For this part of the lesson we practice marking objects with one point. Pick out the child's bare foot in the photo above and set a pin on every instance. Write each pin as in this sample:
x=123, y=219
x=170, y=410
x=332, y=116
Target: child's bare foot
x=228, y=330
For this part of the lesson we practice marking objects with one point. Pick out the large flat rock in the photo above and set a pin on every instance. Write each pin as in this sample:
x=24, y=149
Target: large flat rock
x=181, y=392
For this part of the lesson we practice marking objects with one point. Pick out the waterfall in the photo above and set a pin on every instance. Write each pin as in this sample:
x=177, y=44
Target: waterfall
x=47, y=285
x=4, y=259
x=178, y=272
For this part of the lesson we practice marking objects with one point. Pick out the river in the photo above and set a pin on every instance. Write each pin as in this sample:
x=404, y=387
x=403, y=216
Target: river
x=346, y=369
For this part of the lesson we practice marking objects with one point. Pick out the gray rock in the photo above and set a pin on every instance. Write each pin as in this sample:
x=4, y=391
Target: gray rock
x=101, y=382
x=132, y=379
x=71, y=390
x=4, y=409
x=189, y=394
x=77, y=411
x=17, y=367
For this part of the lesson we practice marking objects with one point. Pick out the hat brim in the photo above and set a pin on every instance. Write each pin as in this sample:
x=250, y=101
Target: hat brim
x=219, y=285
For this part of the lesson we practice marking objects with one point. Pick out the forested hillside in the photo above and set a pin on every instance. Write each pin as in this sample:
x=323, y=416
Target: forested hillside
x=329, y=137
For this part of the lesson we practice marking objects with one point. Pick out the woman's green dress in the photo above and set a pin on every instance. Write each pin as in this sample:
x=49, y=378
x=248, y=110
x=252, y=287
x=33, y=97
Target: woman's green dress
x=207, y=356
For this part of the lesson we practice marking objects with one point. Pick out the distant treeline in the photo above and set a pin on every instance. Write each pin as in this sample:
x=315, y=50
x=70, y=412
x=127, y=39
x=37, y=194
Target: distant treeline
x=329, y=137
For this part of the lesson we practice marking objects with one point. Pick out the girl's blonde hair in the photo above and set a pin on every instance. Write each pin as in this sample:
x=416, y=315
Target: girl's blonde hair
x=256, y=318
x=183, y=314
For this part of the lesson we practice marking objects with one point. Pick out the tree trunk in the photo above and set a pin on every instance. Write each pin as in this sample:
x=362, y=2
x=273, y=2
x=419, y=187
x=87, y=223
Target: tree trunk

◆ ◆ ◆

**What to produce**
Can you echo the listing word for word, from its very first line down to the line holding "x=228, y=330", with both of those lines included?

**Exercise response**
For this part of the lesson we practice marking objects with one point. Pick out the child's bare foot in the photo above and set a pin on every instance. Write each pin as in this sample:
x=123, y=219
x=170, y=410
x=332, y=116
Target: child's bare foot
x=228, y=330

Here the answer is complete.